Complete the following:
**A)** According to the thread on converting a range from propane to natural gas, why are natural gas orifices larger than propane orifices?
**B)** Resume the forum thread on converting a gas range from propane to natural gas, starting right after its last post.

Source extract:
==================================================

# Propane to Natural conversion



## rjniles (Feb 5, 2007)

higgsfamily5 said:


> I just bought a Frigidaier gas range that's approx 5-6 yrs old. It was set up for propane but I want to change it over to natural. After finding out how much the orifices were I did what an old appliance guy suggested. I figure he would know since he's been in the business since the 1950's. I drilled out the top orifices to 1/16. I forgot to ask him if I need to drill out the oven orifice as well as the broiler orifice (broiler is on top of oven). Well the guy is off for vacation now so I'm stuck without and in need of some direction. It seemed to work drilling out the top burner orifices because the top burners work great now. But, when you turn on the oven, the glow plug gets red hot, and when the gas turns on it has a really high pitch to it and it does not ignite. You can smell it, but it won't ignite. I'm afraid of having the oven fill w/gas and explode when it does ignite, so after just a few seconds I shut the oven down. Anyone have an answer to my prediciment? Thanks.


There is more involved than just the orfices. Propane is regulated at a higher pressure than natural gas, that is why natural gas orfices are larger than propane. I would not drill out orfices, I would contact the manufacturer to buy the correct sized orfices for both the burners and the oven/broiler. Also find out if the gas regulator can be modified or needs to be replaced. Gas is not something to DYI unless you are exactly sure of the correct procedure. I would get it modified by a certified gas serviceman.


----------



## Wildie (Jul 23, 2008)

If you are going to convert from propane to natural gas, every orifice in the stove must be changed.

It seems that you were given good advice, that worked for the burners, so why not try enlarging the oven also!
If it doesn't work, you can always buy the factory orifice.

==================================================

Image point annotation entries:
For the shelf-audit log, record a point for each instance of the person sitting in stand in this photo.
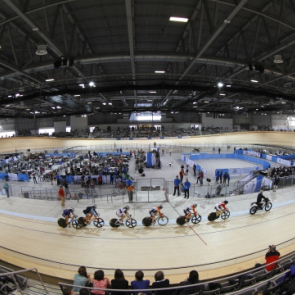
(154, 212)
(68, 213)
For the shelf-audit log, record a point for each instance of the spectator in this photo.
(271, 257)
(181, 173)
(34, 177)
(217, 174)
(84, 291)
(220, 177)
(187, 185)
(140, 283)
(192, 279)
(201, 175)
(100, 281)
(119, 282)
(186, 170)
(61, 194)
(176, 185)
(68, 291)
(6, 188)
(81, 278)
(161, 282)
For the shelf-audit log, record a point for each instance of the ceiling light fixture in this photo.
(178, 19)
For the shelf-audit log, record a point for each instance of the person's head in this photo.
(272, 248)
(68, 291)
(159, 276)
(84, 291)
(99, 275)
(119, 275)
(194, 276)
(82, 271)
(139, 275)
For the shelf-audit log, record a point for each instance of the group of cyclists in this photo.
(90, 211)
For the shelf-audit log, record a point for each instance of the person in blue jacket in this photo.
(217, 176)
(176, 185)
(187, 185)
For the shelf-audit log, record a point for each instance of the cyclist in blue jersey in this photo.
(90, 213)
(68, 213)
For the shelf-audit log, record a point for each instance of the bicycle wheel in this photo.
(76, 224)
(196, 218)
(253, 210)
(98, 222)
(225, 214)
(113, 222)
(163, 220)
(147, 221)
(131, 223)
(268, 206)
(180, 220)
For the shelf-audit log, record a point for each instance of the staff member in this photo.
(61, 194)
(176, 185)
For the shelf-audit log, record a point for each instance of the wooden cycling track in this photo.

==================================================

Written responses:
**A)** Propane is regulated at a higher pressure than natural gas.

**B)**
----------



## higgsfamily5 (Nov 6, 2008)

*Info found.*

I wanted to post this so that if anyone else ever has this problem then they will know what to do. On the top burners, you can either replace the orifices or drill them out to 1/16. The orifices for the oven and the broiler are both adjustable. You turn them counter clockwise 2 1/2 turns and you should be back to the natural gas adjustments. You might have to play with it a bit to get the adjustment just right. I got that info by looking up the instructions for the natural to propane installation kit and the instructions also give you the reverse for setting it up for natural gas again. If anyone needs the manual I can email it to them directly as I have saved it in a PDF format.


----------



## sv9779 (Sep 19, 2008)

What about the regulator??? Some regulators are fixed. Others have a cap over the diphram spring with instructions on reversing the cap for natural gas


----------



## higgsfamily5 (Nov 6, 2008)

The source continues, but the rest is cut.